(begin)

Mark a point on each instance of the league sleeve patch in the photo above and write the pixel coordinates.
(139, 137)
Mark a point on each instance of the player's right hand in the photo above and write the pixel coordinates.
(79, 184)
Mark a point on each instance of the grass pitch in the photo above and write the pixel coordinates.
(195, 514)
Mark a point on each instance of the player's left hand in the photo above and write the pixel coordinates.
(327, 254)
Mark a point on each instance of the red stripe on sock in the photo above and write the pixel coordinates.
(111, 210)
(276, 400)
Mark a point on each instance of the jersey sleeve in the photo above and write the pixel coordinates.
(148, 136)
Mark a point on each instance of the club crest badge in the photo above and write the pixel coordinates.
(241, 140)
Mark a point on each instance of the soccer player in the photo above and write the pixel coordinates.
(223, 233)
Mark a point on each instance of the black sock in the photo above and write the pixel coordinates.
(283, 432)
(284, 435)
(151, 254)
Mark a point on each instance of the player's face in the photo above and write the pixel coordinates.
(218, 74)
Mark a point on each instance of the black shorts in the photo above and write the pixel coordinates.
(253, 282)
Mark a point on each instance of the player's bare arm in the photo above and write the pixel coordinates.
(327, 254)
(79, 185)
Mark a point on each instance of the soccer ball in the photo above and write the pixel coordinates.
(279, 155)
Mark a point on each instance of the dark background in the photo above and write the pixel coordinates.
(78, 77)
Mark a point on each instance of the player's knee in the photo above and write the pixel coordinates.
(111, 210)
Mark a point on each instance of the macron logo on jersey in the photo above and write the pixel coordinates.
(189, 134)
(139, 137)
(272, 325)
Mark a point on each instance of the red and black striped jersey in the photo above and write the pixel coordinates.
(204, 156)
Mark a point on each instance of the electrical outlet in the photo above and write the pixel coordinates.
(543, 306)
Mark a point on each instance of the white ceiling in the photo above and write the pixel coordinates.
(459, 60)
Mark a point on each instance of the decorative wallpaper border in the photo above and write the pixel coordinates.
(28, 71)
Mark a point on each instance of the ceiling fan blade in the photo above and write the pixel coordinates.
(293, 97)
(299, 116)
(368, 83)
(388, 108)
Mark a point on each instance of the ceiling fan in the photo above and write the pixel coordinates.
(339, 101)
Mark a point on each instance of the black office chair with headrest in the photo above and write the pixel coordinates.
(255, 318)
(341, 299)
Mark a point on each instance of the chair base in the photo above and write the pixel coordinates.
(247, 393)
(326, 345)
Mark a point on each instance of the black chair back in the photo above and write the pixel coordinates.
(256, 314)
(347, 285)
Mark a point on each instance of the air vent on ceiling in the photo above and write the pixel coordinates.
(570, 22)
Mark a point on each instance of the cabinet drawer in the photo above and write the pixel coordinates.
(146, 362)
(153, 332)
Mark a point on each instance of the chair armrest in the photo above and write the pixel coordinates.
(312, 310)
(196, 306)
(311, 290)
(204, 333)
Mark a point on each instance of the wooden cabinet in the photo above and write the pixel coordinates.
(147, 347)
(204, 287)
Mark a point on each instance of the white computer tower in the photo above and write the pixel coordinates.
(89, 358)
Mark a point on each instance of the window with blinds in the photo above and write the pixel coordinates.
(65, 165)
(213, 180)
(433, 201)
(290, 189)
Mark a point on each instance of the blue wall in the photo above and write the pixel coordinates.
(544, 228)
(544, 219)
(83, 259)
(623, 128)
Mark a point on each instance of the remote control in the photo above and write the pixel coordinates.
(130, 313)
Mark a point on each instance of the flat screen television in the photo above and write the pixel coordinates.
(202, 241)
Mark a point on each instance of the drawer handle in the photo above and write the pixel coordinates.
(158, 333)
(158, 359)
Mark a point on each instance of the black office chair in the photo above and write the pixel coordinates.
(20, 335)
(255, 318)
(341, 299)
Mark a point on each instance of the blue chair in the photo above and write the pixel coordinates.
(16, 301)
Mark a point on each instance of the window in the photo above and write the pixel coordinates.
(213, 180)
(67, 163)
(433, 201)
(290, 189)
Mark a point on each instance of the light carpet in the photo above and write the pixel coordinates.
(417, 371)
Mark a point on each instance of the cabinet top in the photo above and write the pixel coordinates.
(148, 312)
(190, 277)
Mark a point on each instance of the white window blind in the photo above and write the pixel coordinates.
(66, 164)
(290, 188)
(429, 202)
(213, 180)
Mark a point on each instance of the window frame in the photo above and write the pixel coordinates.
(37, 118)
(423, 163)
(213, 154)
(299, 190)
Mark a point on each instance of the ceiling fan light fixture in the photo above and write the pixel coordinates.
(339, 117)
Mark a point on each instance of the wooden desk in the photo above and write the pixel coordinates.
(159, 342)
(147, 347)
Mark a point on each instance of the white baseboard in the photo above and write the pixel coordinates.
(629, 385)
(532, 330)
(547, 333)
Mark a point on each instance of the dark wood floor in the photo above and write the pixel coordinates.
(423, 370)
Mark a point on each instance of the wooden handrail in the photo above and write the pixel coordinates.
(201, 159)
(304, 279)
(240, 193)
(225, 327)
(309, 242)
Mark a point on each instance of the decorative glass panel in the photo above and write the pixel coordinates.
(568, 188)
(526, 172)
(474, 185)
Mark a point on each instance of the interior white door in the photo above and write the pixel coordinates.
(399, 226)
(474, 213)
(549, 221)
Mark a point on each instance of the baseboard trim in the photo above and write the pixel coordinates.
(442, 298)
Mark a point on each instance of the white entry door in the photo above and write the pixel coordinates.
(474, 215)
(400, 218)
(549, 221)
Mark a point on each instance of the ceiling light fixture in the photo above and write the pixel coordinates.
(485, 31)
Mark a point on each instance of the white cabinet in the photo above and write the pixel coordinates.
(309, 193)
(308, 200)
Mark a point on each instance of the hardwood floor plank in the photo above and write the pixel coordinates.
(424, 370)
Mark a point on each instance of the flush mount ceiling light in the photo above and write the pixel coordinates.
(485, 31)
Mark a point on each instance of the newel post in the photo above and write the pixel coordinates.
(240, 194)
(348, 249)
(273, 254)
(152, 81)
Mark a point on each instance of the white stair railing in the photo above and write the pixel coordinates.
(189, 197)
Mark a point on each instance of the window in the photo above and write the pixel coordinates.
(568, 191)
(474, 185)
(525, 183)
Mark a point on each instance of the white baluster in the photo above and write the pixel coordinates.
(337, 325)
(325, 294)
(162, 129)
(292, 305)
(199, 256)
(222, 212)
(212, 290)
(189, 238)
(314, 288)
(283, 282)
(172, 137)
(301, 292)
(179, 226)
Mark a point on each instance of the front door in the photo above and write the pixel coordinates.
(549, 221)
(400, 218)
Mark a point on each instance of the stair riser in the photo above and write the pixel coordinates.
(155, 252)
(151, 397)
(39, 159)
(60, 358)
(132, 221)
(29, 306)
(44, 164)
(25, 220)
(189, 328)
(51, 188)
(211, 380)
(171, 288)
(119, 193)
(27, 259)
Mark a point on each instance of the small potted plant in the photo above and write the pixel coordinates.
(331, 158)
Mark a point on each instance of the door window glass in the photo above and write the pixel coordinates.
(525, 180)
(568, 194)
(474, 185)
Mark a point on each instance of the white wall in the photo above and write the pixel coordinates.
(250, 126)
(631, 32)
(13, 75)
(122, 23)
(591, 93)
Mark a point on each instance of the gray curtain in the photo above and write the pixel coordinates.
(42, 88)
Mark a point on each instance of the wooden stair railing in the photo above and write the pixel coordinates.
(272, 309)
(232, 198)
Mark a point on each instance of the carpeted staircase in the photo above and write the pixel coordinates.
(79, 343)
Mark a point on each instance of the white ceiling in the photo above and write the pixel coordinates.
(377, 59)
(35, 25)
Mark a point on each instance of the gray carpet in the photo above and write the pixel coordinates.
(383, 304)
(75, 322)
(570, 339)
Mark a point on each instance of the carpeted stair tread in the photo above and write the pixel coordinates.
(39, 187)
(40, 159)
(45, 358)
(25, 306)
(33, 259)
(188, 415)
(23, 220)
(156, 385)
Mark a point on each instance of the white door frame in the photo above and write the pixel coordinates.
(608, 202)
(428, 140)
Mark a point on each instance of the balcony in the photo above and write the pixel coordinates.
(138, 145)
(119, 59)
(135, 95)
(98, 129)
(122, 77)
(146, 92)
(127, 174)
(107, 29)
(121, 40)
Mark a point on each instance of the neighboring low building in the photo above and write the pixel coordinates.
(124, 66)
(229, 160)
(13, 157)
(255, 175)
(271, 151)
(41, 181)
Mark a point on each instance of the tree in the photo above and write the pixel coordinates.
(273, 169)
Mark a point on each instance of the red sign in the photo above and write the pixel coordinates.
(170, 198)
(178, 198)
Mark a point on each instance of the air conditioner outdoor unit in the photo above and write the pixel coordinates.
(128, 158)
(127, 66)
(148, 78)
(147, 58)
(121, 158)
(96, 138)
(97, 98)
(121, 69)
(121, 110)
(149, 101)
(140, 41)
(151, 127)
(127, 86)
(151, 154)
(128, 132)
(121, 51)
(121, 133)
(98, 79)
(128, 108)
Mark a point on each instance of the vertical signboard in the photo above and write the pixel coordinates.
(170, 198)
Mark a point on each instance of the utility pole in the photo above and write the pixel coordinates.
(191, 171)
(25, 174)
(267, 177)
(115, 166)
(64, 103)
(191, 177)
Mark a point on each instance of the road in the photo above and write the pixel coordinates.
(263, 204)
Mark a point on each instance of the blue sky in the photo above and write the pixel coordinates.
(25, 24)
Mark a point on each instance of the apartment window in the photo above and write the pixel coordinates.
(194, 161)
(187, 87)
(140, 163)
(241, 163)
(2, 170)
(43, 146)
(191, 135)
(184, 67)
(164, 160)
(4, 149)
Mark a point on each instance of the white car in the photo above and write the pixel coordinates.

(end)

**Given instruction**
Reproduce the lines from the one containing "Mark a point on each instance of the road" to the end of the entries, keeping both ends and adding nothing.

**Solution to the exercise**
Mark a point on each instance of the road in the photo above and write the pixel coordinates.
(263, 204)
Mark a point on each instance of the blue sky in the photo above and write the pixel coordinates.
(25, 24)
Mark a point on each instance of the apartment window in the photo above and write the pixel coordinates.
(194, 161)
(187, 87)
(140, 163)
(241, 163)
(2, 170)
(43, 146)
(191, 135)
(184, 67)
(164, 160)
(4, 149)
Mark a point on each instance of the white car in the photo above and write the pixel coordinates.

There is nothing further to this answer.